ASSIGNMENT: Please transcribe the data below in full, word for word, without the images.

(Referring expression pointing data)
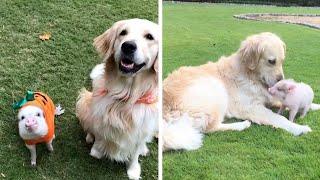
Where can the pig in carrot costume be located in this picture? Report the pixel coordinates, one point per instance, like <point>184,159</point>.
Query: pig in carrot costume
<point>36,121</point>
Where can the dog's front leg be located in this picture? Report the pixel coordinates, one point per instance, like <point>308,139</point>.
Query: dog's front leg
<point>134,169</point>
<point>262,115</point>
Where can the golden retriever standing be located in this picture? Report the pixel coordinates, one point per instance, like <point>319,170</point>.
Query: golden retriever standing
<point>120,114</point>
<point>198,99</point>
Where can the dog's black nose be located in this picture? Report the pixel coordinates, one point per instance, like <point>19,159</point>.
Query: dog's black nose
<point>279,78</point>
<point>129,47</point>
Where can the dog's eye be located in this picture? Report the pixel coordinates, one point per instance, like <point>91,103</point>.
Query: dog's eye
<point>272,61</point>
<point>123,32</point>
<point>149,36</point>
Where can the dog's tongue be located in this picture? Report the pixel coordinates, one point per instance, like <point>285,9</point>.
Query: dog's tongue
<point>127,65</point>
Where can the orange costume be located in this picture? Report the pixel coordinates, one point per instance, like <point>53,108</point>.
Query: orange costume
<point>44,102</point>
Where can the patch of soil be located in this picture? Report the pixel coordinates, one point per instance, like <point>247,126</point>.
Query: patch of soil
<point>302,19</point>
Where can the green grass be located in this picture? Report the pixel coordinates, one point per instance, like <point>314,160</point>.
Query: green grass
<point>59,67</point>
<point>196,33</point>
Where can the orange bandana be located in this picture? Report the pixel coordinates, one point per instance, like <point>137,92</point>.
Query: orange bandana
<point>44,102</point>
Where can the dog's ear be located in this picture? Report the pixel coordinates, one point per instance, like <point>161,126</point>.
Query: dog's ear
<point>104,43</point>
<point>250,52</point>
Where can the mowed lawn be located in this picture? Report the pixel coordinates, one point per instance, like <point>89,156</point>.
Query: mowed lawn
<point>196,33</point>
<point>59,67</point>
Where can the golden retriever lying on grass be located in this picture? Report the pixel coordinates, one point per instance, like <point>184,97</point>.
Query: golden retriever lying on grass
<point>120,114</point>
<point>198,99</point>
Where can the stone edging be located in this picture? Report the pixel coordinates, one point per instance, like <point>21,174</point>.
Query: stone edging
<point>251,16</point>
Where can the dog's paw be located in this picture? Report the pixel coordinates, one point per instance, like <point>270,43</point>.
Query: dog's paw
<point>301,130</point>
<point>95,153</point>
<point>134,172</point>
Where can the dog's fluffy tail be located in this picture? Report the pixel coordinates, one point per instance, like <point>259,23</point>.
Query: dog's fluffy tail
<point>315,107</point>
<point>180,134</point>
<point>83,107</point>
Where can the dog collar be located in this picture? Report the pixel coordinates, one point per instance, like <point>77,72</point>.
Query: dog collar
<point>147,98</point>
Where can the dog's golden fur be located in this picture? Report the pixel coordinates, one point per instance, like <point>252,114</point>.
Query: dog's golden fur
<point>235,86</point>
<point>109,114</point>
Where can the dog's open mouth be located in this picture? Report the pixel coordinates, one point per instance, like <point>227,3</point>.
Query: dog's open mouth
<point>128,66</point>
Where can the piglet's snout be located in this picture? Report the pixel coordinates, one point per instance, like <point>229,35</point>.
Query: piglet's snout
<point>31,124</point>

RESPONSE TO THIS EXERCISE:
Where can the pig in carrot costume be located in this picture? Report the pixel coordinates, one point per instance, like <point>184,159</point>.
Query: pig in carrot costume
<point>36,121</point>
Where can the dog's front leg be located in this picture? Report the pixel coordinates, one point per instance, like <point>308,139</point>.
Query: dog's front leg
<point>134,169</point>
<point>262,115</point>
Where can the golden retriever standing be located in this picture? Report the pixel coordinates, one point per instance, like <point>319,170</point>.
Query: golden retriever standing
<point>120,114</point>
<point>198,99</point>
Where can the dog's black nose be located in this picture? Report the pixel coordinates, one point per instance, like <point>19,159</point>.
Query: dog's black nose
<point>279,78</point>
<point>129,47</point>
Where can the dog's eye be located in this picture? Report the pixel coordinates, one point per instance, like <point>91,103</point>.
Query: dog's eye
<point>272,61</point>
<point>123,32</point>
<point>149,36</point>
Where can the dog's tongue be located in this picture? Report the pixel coordinates, one point per instance, like <point>285,9</point>.
Query: dog's tongue
<point>127,65</point>
Where can the orange costume be located in this picture? Report the pixel coordinates, one point per instance, like <point>53,108</point>.
Query: orange costume
<point>44,102</point>
Where can the patch of soil be located in this picture? Report the pixel coordinates, one point per instance, like <point>247,126</point>.
Query: patch of soil
<point>302,19</point>
Where can the green grass be located in this picture? Report the pixel coordinates, one point per instance, like <point>314,160</point>.
Query: green grass
<point>59,67</point>
<point>196,33</point>
Where can the orange bandana be located in this picture? Report the pixel coordinates, one point per instance, like <point>137,92</point>.
Query: orange bandana
<point>44,102</point>
Where can the dog's ear be located in this picture? Report the pixel coordinates, one point per instance, like <point>161,126</point>.
Query: dog's ear
<point>104,43</point>
<point>250,52</point>
Where can the mowed lawn be located in this picture? Report the pixel coordinates, one point per instance, like <point>89,156</point>.
Query: mowed lawn
<point>196,33</point>
<point>59,67</point>
Where can the golden retriever lying on grass be located in this picture? Report the pixel coordinates, one point per instance, like <point>184,97</point>.
Query: golden retriever lying on grass
<point>120,114</point>
<point>198,99</point>
Where can the stone edging be located in this picture? Report the pixel coordinates, one point per instance, like <point>21,174</point>.
Query: stone edging
<point>251,16</point>
Where can the dog's paw be located in this picture? Report the pixel coordinates, one point per instance, like <point>270,43</point>.
Query: dog's paw
<point>301,130</point>
<point>95,153</point>
<point>134,172</point>
Where can the dog's fluffy tail be located in this picture? Report the pixel coordinates, one point per instance, like <point>259,23</point>.
Query: dog's fluffy tail
<point>315,107</point>
<point>180,134</point>
<point>83,107</point>
Where can the dog collar be located in this picture? Report the pixel coordinates, one point per instance, like <point>77,72</point>.
Query: dog collar
<point>147,98</point>
Where can the dog's golden fur be located in this picture? Report the pixel coordinates, one point per instance, like <point>252,114</point>.
Query: dog's golden fur
<point>235,86</point>
<point>109,114</point>
Where can the dog's open mouth be located in this picture? Report the pixel coordinates, one point per instance, like <point>227,3</point>.
Query: dog's open mouth
<point>128,66</point>
Where can the piglet's snout be located in this picture? Report the pixel coordinates, one point per instance, like <point>229,35</point>.
Query: piglet's snout
<point>31,124</point>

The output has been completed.